What is needed: The records below must be duplicated exactly, character for character.

Pointing dataset excerpts
--------------------------------

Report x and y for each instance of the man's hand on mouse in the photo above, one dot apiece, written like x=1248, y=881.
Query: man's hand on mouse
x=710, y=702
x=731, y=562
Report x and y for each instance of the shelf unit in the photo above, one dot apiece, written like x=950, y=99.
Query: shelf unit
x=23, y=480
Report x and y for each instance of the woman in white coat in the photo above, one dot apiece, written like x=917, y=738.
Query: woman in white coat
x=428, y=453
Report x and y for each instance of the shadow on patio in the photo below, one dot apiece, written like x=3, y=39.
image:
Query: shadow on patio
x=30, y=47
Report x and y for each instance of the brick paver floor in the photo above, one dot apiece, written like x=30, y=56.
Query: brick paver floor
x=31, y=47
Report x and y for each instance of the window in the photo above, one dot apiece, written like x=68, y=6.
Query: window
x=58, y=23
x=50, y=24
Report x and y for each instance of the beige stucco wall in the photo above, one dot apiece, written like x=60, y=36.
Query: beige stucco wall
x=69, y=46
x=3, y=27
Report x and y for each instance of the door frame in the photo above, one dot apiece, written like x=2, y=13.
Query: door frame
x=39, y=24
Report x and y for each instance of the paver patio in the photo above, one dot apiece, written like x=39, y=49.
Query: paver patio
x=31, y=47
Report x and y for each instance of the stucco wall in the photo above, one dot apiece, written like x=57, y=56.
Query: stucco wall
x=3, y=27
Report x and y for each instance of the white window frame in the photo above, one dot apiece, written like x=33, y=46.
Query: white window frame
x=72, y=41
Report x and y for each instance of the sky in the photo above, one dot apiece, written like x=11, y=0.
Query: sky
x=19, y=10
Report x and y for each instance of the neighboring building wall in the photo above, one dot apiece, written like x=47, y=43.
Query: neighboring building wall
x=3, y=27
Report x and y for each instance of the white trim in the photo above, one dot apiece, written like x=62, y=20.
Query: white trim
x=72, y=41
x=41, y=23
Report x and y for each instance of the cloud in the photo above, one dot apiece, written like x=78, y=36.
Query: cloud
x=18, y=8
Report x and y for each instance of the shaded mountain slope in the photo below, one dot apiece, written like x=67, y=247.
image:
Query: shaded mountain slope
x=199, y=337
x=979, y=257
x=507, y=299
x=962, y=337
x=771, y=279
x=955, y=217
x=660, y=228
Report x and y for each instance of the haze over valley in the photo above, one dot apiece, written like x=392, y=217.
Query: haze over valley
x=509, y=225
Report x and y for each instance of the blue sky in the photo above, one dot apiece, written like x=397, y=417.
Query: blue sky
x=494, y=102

--------------------------------

Exercise solution:
Report x and y for each instance of the man's hand on mouse in the photo above, one dot apiece, written like x=1248, y=881.
Query: man's hand on mouse
x=710, y=702
x=731, y=562
Report x and y for each instance of the shelf unit in the photo above, one dot apiece, written like x=950, y=99.
Query: shelf unit
x=23, y=480
Report x and y for each instance of the woman in white coat in the photo above, one dot apiece, written like x=917, y=738.
Query: woman in white coat
x=428, y=453
Report x and y for each instance of the shadow on patio in the photo below, one dot apiece, written like x=3, y=39.
image:
Query: shadow on patio
x=30, y=47
Report x and y for each instance of the brick paver floor in the photo above, one dot apiece, written like x=30, y=56.
Query: brick paver floor
x=31, y=47
Report x and y for each instance of the window in the photo above, one dot apiece, written like x=68, y=6.
Query: window
x=58, y=23
x=50, y=24
Report x and y for each instance of the beige stucco wall in the photo above, one dot apiece, written like x=60, y=36.
Query: beige stucco wall
x=69, y=46
x=3, y=27
Report x and y for each instance of the door frame in the photo above, one dot apiece, written like x=2, y=13.
Query: door frame
x=39, y=24
Report x and y for each instance of the paver patio in the photo above, one dot apiece, written like x=39, y=49.
Query: paver patio
x=31, y=47
Report x and y for each instance of the stucco wall in the photo above, one dot apiece, written like x=57, y=56.
Query: stucco wall
x=3, y=27
Report x and y for each instance of the white window frame in the photo above, one dot apiece, written like x=33, y=46.
Query: white window frame
x=72, y=41
Report x and y for each instance of the sky in the photo above, one dot apiece, written like x=11, y=0.
Query: sky
x=19, y=10
Report x and y for each instance of the neighboring building wall in the photo above, one dot apiece, written like x=47, y=43.
Query: neighboring building wall
x=3, y=27
Report x and y for each instance of the white trim in the photo above, one dot apiece, written like x=62, y=20.
Query: white trim
x=72, y=41
x=41, y=23
Report x and y for each instance of the cloud in the photo above, one dot apiece, written like x=78, y=36.
Query: cloud
x=18, y=8
Report x and y for each instance of the shaded mountain slope in the photo below, one dot apiece, written like x=67, y=247.
image:
Query: shaded mountain slope
x=199, y=337
x=979, y=257
x=507, y=299
x=962, y=337
x=771, y=279
x=955, y=217
x=660, y=228
Report x and y for each instance of the haze over valley in the photo above, one dot apiece, written like x=392, y=217.
Query: haze over valley
x=509, y=225
Report x and y for each instance of the blue sky in the photo above, one dot apiece, written like x=397, y=417.
Query: blue sky
x=494, y=102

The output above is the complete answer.